▶ **ROWS**:
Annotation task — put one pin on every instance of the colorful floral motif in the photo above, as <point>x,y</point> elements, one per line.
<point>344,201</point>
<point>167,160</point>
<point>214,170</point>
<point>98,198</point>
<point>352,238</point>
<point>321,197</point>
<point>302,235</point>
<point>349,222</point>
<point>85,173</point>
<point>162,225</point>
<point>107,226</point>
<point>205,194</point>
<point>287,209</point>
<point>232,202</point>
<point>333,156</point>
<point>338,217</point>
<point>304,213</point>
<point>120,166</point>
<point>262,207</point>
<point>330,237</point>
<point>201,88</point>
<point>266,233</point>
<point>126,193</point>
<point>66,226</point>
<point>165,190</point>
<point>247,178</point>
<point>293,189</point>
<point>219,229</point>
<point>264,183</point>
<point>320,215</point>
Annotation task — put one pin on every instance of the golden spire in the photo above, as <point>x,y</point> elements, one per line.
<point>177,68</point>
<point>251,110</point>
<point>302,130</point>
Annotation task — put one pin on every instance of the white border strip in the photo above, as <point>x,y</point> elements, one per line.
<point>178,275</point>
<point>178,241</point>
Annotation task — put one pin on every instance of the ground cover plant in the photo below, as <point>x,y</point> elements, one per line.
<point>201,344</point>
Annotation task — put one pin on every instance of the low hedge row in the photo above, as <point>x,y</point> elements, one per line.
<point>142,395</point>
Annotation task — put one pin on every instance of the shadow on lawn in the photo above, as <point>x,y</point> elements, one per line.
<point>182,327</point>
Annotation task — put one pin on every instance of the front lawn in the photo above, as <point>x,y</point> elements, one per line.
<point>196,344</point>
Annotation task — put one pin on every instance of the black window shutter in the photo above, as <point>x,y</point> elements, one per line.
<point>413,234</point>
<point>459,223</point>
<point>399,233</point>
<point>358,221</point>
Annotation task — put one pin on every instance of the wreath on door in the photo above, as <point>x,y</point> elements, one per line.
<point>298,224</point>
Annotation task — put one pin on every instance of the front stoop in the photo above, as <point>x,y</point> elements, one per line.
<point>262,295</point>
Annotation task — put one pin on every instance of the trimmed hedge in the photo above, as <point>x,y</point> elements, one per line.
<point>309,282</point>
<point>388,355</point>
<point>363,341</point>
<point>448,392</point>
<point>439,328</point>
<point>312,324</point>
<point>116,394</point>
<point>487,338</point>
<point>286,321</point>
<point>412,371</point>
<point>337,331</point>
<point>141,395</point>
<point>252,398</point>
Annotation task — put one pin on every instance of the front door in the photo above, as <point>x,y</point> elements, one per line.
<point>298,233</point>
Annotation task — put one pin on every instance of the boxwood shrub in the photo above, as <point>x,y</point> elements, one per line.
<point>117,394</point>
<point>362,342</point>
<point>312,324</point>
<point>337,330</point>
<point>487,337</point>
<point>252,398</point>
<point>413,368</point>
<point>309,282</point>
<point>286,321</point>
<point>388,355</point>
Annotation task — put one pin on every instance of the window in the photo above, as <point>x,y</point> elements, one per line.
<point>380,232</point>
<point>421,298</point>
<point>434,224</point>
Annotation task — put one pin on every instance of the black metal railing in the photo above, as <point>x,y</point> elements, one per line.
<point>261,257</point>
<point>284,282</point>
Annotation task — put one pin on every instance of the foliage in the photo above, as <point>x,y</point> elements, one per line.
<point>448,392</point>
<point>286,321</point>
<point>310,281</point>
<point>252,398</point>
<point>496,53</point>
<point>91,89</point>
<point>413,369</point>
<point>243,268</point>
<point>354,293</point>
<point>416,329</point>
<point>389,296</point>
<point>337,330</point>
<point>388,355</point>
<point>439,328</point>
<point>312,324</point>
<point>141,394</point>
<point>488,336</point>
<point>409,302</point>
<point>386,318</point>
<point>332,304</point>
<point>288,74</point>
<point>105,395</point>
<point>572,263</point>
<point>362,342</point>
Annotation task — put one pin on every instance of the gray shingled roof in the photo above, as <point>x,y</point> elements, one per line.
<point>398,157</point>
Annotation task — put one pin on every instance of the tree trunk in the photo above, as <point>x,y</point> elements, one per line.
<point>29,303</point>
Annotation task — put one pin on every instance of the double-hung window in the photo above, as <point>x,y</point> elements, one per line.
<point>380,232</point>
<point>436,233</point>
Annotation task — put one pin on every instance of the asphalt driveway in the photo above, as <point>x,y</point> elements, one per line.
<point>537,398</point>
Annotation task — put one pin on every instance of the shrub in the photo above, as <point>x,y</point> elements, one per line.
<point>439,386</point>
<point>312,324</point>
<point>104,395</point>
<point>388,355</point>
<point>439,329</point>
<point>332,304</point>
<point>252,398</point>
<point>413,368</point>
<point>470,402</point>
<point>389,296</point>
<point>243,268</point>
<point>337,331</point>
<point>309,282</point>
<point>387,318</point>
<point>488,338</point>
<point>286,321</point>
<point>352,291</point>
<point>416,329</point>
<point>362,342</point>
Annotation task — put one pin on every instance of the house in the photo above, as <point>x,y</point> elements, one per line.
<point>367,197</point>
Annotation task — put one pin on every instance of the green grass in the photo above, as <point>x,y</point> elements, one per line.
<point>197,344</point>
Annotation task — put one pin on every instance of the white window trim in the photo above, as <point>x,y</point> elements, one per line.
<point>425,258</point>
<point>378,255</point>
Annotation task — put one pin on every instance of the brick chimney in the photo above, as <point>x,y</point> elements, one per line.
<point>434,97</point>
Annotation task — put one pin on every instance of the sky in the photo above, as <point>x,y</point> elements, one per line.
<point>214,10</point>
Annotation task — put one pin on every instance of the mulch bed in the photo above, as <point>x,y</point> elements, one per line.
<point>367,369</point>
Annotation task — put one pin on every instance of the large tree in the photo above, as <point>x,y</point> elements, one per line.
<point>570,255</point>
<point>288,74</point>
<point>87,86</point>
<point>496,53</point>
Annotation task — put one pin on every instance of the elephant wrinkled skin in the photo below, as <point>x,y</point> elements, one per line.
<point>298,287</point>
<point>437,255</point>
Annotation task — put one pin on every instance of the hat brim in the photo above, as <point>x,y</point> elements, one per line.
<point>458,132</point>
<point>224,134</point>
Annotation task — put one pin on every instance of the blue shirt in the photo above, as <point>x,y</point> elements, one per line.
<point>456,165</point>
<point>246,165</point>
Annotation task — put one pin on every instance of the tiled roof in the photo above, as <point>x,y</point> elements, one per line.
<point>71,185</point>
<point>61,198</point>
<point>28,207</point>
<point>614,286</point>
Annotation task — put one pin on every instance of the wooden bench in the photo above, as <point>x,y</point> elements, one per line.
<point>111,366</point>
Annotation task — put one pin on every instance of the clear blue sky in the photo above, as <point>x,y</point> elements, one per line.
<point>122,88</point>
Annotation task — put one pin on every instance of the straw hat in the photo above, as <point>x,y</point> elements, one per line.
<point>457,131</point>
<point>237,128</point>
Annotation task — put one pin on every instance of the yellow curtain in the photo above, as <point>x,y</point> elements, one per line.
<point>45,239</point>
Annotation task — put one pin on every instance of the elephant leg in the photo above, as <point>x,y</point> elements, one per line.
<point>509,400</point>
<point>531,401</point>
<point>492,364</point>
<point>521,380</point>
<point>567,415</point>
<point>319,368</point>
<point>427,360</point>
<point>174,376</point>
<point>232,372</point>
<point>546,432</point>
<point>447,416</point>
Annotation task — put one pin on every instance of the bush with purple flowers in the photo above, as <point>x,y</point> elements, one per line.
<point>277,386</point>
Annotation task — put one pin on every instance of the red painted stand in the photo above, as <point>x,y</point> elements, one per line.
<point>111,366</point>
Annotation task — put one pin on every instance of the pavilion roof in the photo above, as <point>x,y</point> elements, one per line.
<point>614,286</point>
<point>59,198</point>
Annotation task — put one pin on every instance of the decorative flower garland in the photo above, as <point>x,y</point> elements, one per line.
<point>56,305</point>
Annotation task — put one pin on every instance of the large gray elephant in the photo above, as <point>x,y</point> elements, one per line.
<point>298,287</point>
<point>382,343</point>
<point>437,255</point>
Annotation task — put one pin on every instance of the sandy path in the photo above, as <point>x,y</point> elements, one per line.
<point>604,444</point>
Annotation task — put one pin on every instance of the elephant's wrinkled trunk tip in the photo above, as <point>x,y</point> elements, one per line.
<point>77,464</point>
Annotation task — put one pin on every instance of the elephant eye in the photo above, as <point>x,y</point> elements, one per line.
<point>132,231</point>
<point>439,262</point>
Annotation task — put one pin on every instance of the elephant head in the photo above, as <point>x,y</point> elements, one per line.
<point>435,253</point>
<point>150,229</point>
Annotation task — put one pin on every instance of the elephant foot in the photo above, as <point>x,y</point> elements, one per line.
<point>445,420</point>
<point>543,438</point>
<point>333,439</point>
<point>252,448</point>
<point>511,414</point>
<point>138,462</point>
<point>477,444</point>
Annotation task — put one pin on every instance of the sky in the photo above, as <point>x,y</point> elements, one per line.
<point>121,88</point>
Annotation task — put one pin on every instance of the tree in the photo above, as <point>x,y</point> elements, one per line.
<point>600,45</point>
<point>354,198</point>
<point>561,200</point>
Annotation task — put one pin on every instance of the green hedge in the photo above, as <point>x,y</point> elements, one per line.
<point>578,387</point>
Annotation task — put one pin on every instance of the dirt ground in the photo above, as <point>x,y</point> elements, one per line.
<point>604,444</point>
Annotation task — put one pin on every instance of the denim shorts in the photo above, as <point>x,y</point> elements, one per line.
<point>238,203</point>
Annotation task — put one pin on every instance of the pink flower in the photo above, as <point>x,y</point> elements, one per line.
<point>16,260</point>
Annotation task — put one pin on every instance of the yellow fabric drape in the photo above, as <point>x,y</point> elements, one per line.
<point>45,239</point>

▶ **WHAT THIS TASK INVOLVES**:
Switch "pin" to "marker" in the lines from the start of the items through the line with "<point>85,173</point>", and reproduce those lines with nothing else altered.

▶ **RESPONSE BELOW**:
Annotation task — put one marker on every instance of the colorful floral motif in the photo above, as <point>x,y</point> elements, one per line.
<point>344,201</point>
<point>167,160</point>
<point>214,170</point>
<point>98,198</point>
<point>352,238</point>
<point>321,197</point>
<point>302,235</point>
<point>349,222</point>
<point>85,173</point>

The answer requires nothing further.